I loved that it made me feel like a social person without actually having to be social. A writer’s paradise. I can type a few words here and there and make a personal connection with someone who is literally thousands of miles away. But on the flip side it was repetitive — the same “news” articles posted over and over again by different people. Yes, I get that you are passionate about vaccinating/not vaccinating, Donald Trump/Bernie Sanders, Kim Davis the hero/Kim Davis the devil . . . on the bright side, it showed that I have a very wide expanse of friends from both ends of the spectrum (and a few from various corners of the universe). Add in 5 gazillion memes about the topic du jour, and it became a lot less about following the lives of people I know and more about what the people I know had been reading. (Or not reading — hello, people! Meet Google and Snopes. They are your friends. Use them. Posting that you give no one the right to your photos does nothing. Oops, gotta get off my soapbox . . .) The real answer to what am I missing? Nothing.

So we’re on a break. Ish. I moderate a page so I sign in as the admin and check that page and then see if I have any personal notifications. I might see the top post or two when I sign in, but then I’m out. I happened to see these amazing photos of my niece going to homecoming and looking like a grownup (oh my gosh, how old am I now?!) and missing that stuff makes me sad, but in truth Facebook is 1% that and 99% stuff that really doesn’t matter. So I’ll continue this trial run and see how much more time and space it frees up in my real life. So far I’ve been able to catch up with my old friends from Call the Midwife, so I guess that’s . . . nope, that wasn’t the goal. Baby steps, right?

Another day

I turned the calendar page the other day and sighed. A year ago we spent two glorious weeks in Crete and I wish we could go back. 
We were trying to return this year over Eid vacation, but Josh had to work and if I went by myself with the kids I’d spend the entire trip saying, “It was more fun last year with your dad here.” So we stayed home. And I’ll continue to dream of pink beaches and green coastlines. 
Camille isn’t actually reading yet, but she pretends. She picks out the sight words she has learned and tells the cat what is happening in the pictures on the pages.

**DATA BELOW**
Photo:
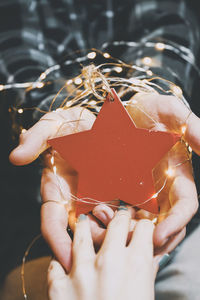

**WHAT YOU WILL DO**
Continue the blog excerpt above, starting right after its last sentence, which ends "tells the cat what is happening in the pictures on the pages."

**THE ANSWER**
Waiting for the bus. These days there are usually only 2 kids sitting on the front steps because Carter and Calvin head out at 5:15 with their driver, but once a week they all catch the bus together at 7am. The dog likes to come out and wait with the kids, but he’s really just waiting for someone to stop paying attention so he can run off and go dumpster diving. On Thurs he opened the gate himself (he jumps up and pulls it open with his paws) and didn’t come back before I had to leave the house. I spent about 20 minutes driving up and down our neighborhood’s narrow streets looking for him and getting more annoyed by the minute. Since he always comes back I left the gate cracked and then had to lock up the cat. When he comes home he can open the door to the house by pushing on it with his paws, but if we aren’t there to catch it, he lets the cat out and then we have another lost pet drama on our hands. It feels like I spend half my life tracking down pets who don’t want to live with us.

Sure enough, when I got home from volunteering at the kids’ school Micah ran outside to the driveway and started howling at me — I knew coming home to an empty house would freak him out. He probably filled his stomach with trash and thought I’d be there with open arms, welcoming the prodigal home. I wish I had a nanny cam to see what he did while I was away. Probably curled up in a ball and panted until he heard my car in the driveway. Crazy dog.

This week I finished Camille’s skirt. The one with all the colors. She paired it with a striped shirt and her favorite Pony socks and high tops. She’s also very particular about her hair. Today the request was for a single ponytail, but sometimes she wants a braid. Poor girl hasn’t figured out that I can’t do hair — my skills will impress a 5 year old, but that’s about it. Woe to her the day she wants something fancy like an Elsa braid.